Answer these questions from the code review thread below:
1. What pull request number is the review about?
2. What was the default value of the precombine field setting before the change?
3. What is the new name of the parameter of validateTableProperties?

>> begin Supplied text

You are viewing a plain text version of this content. The canonical link for it is here.
Posted to commits@hudi.apache.org by GitBox <gi...@apache.org> on 2022/07/28 01:38:04 UTC
[GitHub] [hudi] alexeykudinkin commented on a diff in pull request #5771: [HUDI-4071] Relax record key requirement and write with minimal options

alexeykudinkin commented on code in PR #5771:
URL: https://github.com/apache/hudi/pull/5771#discussion_r931694390


##########
hudi-client/hudi-client-common/src/main/java/org/apache/hudi/config/HoodieWriteConfig.java:
##########
@@ -115,7 +115,7 @@ public class HoodieWriteConfig extends HoodieConfig {
 
   public static final ConfigProperty<String> PRECOMBINE_FIELD_NAME = ConfigProperty
       .key("hoodie.datasource.write.precombine.field")
-      .defaultValue("ts")
+      .noDefaultValue()

Review Comment:
   Need to call this out as non-BWC
   



##########
hudi-client/hudi-spark-client/src/main/java/org/apache/hudi/keygen/ComplexKeyGenerator.java:
##########
@@ -64,6 +63,9 @@ public String getPartitionPath(GenericRecord record) {
 
   @Override
   public String getRecordKey(Row row) {

Review Comment:
   You also need to handle this in `InternalRow` one



##########
hudi-common/src/main/java/org/apache/hudi/common/table/HoodieTableMetaClient.java:
##########
@@ -393,18 +396,28 @@ public HoodieArchivedTimeline getArchivedTimeline(String startTs) {
 
   /**
    * Validate table properties.
-   * @param properties Properties from writeConfig.
+   * @param writeConfigProps Properties from writeConfig.
    */
-  public void validateTableProperties(Properties properties) {
+  public void validateTableProperties(Properties writeConfigProps) {
+    // Once table is configured to be append-only, it cannot be mutable or allow setting record key or precombine fields for updates
+    if (getTableConfig().isAppendOnlyTable()) {
+      boolean appendOnlyTable = Boolean.parseBoolean(
+          writeConfigProps.getProperty(HoodieTableConfig.APPEND_ONLY_TABLE.key(), String.valueOf(HoodieTableConfig.APPEND_ONLY_TABLE.defaultValue())));

Review Comment:
   Why do we need to specify on the write-config as well?



##########
hudi-common/src/main/java/org/apache/hudi/common/table/HoodieTableConfig.java:
##########
@@ -235,6 +235,13 @@ public class HoodieTableConfig extends HoodieConfig {
       .withDocumentation("Comma-separated list of metadata partitions that have been completely built and in-sync with data table. "

>> end Supplied text
>> begin Dataset content

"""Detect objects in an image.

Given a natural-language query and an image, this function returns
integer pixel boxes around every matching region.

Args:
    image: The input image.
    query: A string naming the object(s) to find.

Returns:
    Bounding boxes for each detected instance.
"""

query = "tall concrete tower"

>> end Dataset content

_Problem solution_.
1. #5771
2. "ts"
3. writeConfigProps